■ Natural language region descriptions

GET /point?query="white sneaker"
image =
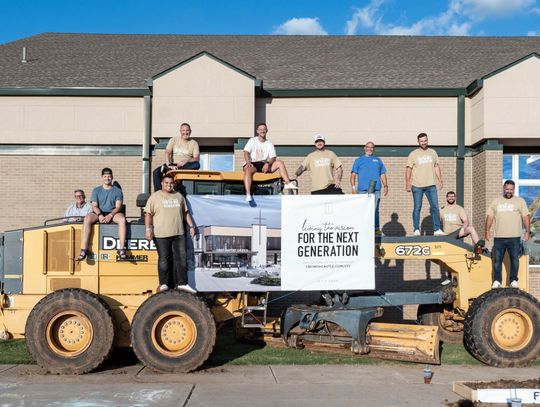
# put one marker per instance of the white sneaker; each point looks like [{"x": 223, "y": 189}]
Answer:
[
  {"x": 186, "y": 288},
  {"x": 496, "y": 284},
  {"x": 290, "y": 185}
]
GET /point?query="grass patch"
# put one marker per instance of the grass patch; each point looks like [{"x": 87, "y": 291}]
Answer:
[
  {"x": 14, "y": 352},
  {"x": 230, "y": 352}
]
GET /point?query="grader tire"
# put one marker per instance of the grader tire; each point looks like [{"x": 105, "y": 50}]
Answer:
[
  {"x": 70, "y": 331},
  {"x": 432, "y": 314},
  {"x": 173, "y": 332},
  {"x": 502, "y": 328}
]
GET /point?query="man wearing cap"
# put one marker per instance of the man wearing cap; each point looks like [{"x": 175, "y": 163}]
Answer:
[
  {"x": 107, "y": 202},
  {"x": 366, "y": 169},
  {"x": 325, "y": 167},
  {"x": 507, "y": 213},
  {"x": 454, "y": 220},
  {"x": 165, "y": 213},
  {"x": 422, "y": 176},
  {"x": 79, "y": 209},
  {"x": 260, "y": 156},
  {"x": 181, "y": 153}
]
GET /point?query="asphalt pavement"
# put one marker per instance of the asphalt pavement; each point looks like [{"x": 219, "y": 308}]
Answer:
[{"x": 275, "y": 385}]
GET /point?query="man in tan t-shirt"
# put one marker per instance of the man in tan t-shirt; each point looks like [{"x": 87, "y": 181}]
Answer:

■ Task prompt
Would you return the records exactly, keeping out every picture?

■ Answer to this problem
GET /point?query="white sneaker"
image =
# put one marker per instance of the white sneaker; each point looks like [{"x": 223, "y": 189}]
Answer:
[
  {"x": 186, "y": 288},
  {"x": 496, "y": 284},
  {"x": 290, "y": 185}
]
GET /point?query="grass patch"
# put one marker per instance of the grass patch; each point looks like [{"x": 87, "y": 291}]
Answer:
[
  {"x": 14, "y": 352},
  {"x": 230, "y": 352}
]
GET /point?query="grader tire"
# put one marker per instance of the grader tire; each point looks like [{"x": 105, "y": 50}]
Answer:
[
  {"x": 70, "y": 331},
  {"x": 432, "y": 314},
  {"x": 173, "y": 332},
  {"x": 502, "y": 328}
]
GET /point?query="man wearing cap"
# put one marker per instance of the man wearing cap; each point looks like [{"x": 175, "y": 163}]
Answer:
[
  {"x": 107, "y": 202},
  {"x": 366, "y": 169},
  {"x": 325, "y": 167},
  {"x": 507, "y": 213},
  {"x": 454, "y": 220},
  {"x": 165, "y": 213},
  {"x": 422, "y": 176},
  {"x": 79, "y": 209},
  {"x": 260, "y": 156},
  {"x": 181, "y": 153}
]
GET /point?query="asphalt pavement"
# put one marker per instance of the asphalt pavement; each point looks like [{"x": 219, "y": 308}]
Answer:
[{"x": 275, "y": 385}]
GET /point?query="man in tan t-shirt"
# put one marker per instance of the man in tan t-shirt; each point looks like [{"x": 87, "y": 181}]
Answer:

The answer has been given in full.